▶

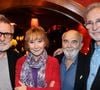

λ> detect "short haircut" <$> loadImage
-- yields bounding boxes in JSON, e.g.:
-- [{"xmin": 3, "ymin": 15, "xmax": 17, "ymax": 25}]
[
  {"xmin": 0, "ymin": 14, "xmax": 14, "ymax": 33},
  {"xmin": 83, "ymin": 2, "xmax": 100, "ymax": 20}
]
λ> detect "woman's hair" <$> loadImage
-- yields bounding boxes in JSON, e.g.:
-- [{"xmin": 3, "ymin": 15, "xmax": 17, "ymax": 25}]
[
  {"xmin": 25, "ymin": 26, "xmax": 49, "ymax": 50},
  {"xmin": 0, "ymin": 14, "xmax": 14, "ymax": 33},
  {"xmin": 83, "ymin": 2, "xmax": 100, "ymax": 20}
]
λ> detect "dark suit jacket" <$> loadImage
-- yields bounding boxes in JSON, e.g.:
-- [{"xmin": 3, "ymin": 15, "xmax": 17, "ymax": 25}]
[
  {"xmin": 7, "ymin": 49, "xmax": 21, "ymax": 89},
  {"xmin": 56, "ymin": 52, "xmax": 86, "ymax": 90},
  {"xmin": 85, "ymin": 41, "xmax": 100, "ymax": 90}
]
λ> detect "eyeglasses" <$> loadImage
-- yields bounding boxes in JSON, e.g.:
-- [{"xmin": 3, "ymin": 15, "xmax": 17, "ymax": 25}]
[
  {"xmin": 85, "ymin": 19, "xmax": 100, "ymax": 29},
  {"xmin": 0, "ymin": 32, "xmax": 13, "ymax": 38}
]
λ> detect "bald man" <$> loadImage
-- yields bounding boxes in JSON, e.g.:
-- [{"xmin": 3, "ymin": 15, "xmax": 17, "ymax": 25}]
[{"xmin": 56, "ymin": 30, "xmax": 86, "ymax": 90}]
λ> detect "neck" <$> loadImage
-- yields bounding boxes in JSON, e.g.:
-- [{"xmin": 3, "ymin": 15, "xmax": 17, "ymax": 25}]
[
  {"xmin": 0, "ymin": 52, "xmax": 6, "ymax": 59},
  {"xmin": 65, "ymin": 59, "xmax": 73, "ymax": 69},
  {"xmin": 96, "ymin": 41, "xmax": 100, "ymax": 46}
]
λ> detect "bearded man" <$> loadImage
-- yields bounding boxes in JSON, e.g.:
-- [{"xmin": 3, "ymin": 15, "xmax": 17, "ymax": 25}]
[{"xmin": 56, "ymin": 30, "xmax": 86, "ymax": 90}]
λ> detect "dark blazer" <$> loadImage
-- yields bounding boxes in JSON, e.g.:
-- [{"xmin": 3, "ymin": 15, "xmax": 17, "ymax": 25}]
[
  {"xmin": 7, "ymin": 49, "xmax": 21, "ymax": 90},
  {"xmin": 56, "ymin": 52, "xmax": 86, "ymax": 90},
  {"xmin": 85, "ymin": 41, "xmax": 100, "ymax": 90}
]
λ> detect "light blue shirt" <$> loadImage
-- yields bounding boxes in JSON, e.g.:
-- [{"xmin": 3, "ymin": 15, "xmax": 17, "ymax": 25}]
[
  {"xmin": 60, "ymin": 57, "xmax": 77, "ymax": 90},
  {"xmin": 87, "ymin": 45, "xmax": 100, "ymax": 90}
]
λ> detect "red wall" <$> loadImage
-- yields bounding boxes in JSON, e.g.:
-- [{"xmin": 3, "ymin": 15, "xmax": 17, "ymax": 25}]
[{"xmin": 74, "ymin": 0, "xmax": 100, "ymax": 6}]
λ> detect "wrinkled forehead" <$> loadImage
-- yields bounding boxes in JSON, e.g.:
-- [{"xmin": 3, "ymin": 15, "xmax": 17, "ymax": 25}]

◀

• _To do_: List each line above that contains the string "detect".

• _Result of this exercise_:
λ> detect "short haircut" <$> loadImage
λ> detect "woman's hair" <$> loadImage
λ> detect "dark suit jacket" <$> loadImage
λ> detect "eyeglasses" <$> loadImage
λ> detect "bald man" <$> loadImage
λ> detect "neck" <$> loadImage
λ> detect "bearded man" <$> loadImage
λ> detect "dark blazer" <$> loadImage
λ> detect "light blue shirt" <$> loadImage
λ> detect "red wall" <$> loadImage
λ> detect "wrinkled forehead" <$> loadImage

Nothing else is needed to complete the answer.